§ **WORK REQUEST**
Reproduce the records word for word, with nothing left out.

INFORMATION SUPPLIED Start Marker

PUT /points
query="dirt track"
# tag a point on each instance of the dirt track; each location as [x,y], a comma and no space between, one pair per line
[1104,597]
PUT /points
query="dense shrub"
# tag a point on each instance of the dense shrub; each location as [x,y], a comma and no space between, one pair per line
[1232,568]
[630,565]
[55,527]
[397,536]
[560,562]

INFORMATION SUPPLIED End Marker

§ **ANSWER SPACE**
PUT /points
query="dirt track"
# tag a point on each instance of the dirt track; each location as [x,y], a comma and no space between, one pair per line
[1104,597]
PUT /points
query="dense shrub"
# tag a point on each instance of the dense shrub; each location as [x,y], a comma and no space between, one pair per line
[1232,568]
[630,565]
[55,527]
[397,536]
[560,562]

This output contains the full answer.